# About this task
For every line in the entries that contains "beach", show the whole line.

# Working data
"""

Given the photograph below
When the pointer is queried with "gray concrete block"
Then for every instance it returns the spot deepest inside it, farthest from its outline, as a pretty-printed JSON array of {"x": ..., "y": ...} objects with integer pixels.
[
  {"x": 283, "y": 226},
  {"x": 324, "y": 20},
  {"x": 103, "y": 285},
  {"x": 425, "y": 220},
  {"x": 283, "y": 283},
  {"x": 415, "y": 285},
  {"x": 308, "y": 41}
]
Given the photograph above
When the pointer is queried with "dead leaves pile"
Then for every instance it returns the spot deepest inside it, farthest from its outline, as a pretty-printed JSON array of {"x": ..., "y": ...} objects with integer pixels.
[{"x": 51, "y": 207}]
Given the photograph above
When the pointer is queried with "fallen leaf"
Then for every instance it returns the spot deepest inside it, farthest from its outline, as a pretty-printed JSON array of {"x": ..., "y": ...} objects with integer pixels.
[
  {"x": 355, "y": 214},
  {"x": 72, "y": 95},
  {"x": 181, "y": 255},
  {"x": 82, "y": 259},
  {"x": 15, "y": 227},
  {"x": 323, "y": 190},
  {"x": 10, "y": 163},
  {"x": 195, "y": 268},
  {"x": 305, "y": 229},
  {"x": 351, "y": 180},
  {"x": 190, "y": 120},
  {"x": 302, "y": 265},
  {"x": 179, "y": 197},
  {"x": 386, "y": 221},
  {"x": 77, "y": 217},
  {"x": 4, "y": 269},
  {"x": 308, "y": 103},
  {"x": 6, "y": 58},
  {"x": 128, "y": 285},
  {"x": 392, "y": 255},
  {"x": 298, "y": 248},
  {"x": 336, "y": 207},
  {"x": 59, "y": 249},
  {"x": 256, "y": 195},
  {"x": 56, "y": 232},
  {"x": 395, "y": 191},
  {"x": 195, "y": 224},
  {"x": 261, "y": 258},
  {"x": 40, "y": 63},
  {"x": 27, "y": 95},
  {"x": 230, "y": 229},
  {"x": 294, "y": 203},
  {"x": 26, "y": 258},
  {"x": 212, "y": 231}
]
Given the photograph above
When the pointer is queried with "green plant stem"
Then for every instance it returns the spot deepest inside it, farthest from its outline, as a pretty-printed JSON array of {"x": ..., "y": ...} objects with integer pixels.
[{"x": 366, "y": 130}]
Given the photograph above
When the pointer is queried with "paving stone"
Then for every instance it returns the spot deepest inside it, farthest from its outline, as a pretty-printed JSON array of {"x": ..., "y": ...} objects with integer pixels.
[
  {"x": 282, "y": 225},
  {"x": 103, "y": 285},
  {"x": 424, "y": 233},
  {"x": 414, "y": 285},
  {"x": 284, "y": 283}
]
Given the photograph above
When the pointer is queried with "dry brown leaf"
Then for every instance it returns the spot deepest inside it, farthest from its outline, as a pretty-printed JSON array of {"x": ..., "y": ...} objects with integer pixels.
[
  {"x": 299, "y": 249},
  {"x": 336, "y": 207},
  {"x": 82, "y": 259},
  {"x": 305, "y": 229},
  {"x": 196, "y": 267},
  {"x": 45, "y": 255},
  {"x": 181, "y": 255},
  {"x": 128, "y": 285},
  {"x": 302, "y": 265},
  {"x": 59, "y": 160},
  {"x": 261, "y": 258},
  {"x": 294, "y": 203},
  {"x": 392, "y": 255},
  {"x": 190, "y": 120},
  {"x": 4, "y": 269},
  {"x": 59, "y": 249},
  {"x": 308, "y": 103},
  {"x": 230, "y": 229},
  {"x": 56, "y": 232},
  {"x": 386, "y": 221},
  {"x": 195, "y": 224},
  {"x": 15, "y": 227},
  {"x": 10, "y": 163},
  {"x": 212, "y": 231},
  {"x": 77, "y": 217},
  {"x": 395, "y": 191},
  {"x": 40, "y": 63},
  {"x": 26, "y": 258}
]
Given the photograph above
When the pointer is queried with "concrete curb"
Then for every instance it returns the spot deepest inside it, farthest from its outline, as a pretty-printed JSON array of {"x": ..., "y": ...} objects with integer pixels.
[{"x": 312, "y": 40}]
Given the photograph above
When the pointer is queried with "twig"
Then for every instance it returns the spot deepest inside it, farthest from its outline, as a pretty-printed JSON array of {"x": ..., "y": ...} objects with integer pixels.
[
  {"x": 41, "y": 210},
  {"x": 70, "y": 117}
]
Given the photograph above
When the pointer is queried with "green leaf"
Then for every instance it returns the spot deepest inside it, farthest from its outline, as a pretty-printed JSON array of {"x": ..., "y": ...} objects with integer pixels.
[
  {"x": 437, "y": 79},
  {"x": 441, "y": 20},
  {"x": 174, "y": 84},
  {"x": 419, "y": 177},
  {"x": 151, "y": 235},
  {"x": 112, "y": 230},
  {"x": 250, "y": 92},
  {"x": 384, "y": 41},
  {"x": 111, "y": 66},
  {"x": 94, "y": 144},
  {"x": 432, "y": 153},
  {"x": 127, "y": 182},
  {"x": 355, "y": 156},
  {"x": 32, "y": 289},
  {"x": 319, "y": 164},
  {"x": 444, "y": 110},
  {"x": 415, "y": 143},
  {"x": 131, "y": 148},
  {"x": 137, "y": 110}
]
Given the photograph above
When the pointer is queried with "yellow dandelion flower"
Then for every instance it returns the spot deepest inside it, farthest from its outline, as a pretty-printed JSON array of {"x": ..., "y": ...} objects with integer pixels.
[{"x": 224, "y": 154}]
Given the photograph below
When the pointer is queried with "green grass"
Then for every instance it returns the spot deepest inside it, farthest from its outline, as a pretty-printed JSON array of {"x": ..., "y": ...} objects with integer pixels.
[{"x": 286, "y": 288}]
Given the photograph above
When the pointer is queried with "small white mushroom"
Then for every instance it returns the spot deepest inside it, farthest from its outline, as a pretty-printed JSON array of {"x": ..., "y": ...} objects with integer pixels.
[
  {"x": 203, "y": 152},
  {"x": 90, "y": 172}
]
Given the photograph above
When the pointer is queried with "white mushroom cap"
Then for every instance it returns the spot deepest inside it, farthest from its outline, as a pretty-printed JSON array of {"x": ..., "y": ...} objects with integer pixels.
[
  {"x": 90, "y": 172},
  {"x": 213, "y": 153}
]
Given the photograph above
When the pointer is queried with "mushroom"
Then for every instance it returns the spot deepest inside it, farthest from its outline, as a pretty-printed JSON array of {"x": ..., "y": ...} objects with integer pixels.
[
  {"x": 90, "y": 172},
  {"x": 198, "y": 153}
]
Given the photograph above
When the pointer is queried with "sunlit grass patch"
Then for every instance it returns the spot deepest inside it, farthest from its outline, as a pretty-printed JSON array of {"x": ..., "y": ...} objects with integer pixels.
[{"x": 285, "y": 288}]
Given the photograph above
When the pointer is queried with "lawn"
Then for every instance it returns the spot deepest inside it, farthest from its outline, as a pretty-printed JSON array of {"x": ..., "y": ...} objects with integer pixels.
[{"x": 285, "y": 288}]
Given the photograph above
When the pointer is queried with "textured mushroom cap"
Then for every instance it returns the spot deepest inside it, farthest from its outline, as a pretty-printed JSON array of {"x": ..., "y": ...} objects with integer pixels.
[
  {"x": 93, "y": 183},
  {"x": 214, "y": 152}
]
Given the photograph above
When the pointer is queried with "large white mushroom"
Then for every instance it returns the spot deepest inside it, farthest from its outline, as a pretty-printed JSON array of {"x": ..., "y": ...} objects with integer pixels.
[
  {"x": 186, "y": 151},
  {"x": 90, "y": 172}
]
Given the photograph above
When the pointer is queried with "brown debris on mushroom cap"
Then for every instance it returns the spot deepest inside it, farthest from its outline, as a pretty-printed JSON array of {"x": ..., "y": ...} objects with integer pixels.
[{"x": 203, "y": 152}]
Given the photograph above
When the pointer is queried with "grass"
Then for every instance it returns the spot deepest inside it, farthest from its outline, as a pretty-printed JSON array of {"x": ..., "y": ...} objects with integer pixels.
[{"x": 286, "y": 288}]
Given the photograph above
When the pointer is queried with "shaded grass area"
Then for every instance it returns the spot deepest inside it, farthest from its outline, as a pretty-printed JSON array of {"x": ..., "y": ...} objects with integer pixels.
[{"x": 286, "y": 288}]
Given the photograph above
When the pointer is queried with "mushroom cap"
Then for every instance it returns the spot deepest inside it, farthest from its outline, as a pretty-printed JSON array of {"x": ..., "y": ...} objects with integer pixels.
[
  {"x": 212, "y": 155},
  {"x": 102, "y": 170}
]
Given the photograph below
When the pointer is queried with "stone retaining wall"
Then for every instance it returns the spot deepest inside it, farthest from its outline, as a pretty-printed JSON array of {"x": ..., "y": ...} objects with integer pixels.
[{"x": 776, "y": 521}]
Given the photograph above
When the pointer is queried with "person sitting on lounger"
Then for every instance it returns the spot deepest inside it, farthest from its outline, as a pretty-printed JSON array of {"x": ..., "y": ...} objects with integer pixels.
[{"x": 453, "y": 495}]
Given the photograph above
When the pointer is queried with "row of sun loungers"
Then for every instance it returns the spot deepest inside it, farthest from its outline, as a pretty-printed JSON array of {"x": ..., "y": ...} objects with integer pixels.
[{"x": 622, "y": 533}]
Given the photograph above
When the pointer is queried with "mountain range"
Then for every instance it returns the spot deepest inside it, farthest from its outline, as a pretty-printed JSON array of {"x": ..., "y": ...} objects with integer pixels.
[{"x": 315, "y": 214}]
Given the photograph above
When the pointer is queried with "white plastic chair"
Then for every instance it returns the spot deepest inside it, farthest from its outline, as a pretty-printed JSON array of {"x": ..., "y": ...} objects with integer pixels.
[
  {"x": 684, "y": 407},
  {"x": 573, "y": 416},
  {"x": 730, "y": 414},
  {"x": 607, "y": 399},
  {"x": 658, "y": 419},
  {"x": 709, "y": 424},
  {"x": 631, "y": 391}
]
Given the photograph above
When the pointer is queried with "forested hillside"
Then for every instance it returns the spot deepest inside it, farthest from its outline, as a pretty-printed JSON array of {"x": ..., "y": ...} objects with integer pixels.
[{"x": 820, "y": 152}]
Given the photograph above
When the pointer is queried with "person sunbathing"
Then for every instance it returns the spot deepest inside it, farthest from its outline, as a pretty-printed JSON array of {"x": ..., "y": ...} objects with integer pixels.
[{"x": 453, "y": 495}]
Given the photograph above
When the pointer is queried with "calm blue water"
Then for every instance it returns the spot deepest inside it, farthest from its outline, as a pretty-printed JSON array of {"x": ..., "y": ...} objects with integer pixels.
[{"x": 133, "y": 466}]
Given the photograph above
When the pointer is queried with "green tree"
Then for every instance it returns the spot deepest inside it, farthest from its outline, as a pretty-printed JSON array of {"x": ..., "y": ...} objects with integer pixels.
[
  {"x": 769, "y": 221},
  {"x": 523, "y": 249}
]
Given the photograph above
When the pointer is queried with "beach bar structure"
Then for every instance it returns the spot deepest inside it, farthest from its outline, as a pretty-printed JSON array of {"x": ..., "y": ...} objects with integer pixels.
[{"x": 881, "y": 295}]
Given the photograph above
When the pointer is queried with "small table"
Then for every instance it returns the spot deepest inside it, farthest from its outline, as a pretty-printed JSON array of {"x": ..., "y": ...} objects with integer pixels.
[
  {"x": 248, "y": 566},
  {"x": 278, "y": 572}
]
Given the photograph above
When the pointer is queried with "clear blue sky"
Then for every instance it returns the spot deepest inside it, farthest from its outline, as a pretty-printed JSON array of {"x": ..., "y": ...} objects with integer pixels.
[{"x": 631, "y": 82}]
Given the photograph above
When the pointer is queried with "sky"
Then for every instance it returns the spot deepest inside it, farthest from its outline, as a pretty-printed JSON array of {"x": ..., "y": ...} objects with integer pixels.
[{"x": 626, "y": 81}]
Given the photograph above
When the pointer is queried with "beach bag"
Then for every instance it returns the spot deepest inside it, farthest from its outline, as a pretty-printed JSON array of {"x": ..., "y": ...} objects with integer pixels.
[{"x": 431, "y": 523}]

"""

# Result
When the pointer is queried with "beach bar structure"
When the pointer is queried with "beach bag"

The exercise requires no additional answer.